(TEXT SEGMENT)
Short answers, pulled from the story.

What did Richard Trevithick invent?

Richard Trevithick invented the first high-pressure steam engine and built the first working railway steam locomotive. He also developed safety innovations for steam boilers, including a fusible lead plug, adjustable safety valves, and the use of a mercury manometer to measure pressure.

When did Richard Trevithick's locomotive make its first railway journey?

On the 21st of February 1804, Trevithick's steam locomotive hauled ten tons of iron, five wagons, and seventy men along the Merthyr Tramroad from Penydarren to Abercynon, a distance of 9.75 miles. The journey took four hours and five minutes at an average speed of approximately 2.4 miles per hour.

Where was Richard Trevithick born and when did he die?

Richard Trevithick was born on the 13th of April 1771 at Tregajorran, in the parish of Illogan, Cornwall. He died on the 22nd of April 1833 at The Bull hotel in Dartford, Kent, from pneumonia, and was buried in an unmarked grave at St Edmund's Burial Ground.

(WORK TO COMPLETE) According to the Trevithick text, how long did the locomotive's 1804 journey from Penydarren to Abercynon take? The records that come next are separate material and have no connection to the Trevithick text.

(GIVEN ENTRIES)

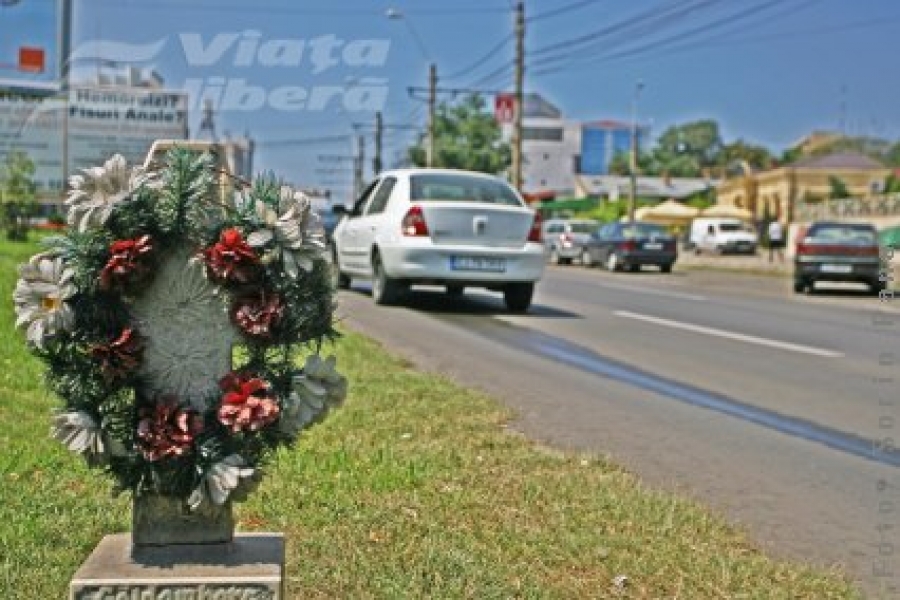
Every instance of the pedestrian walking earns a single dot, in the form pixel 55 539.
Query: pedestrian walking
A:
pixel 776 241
---
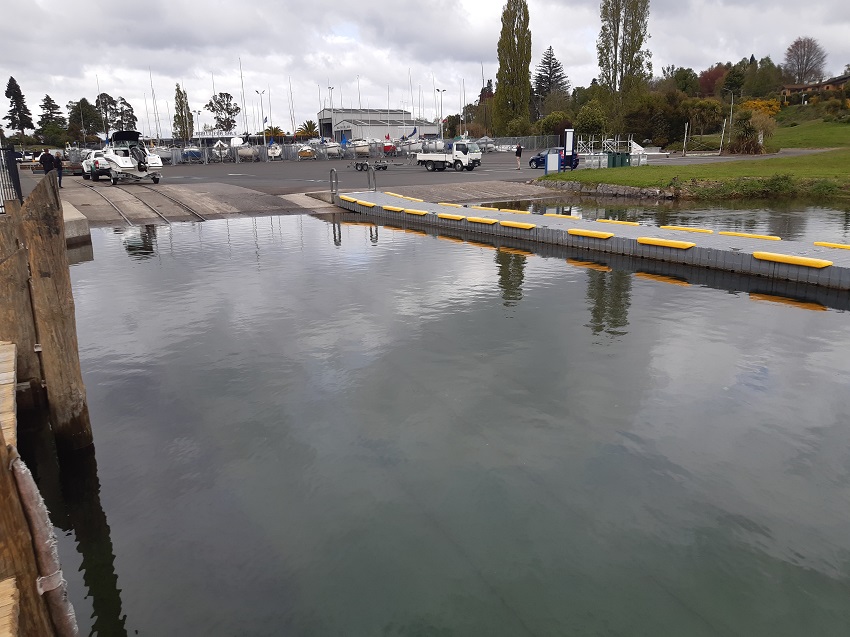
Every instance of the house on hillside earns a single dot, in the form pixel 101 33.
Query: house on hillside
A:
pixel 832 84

(RESULT FOR THIS TASK) Four hours and five minutes.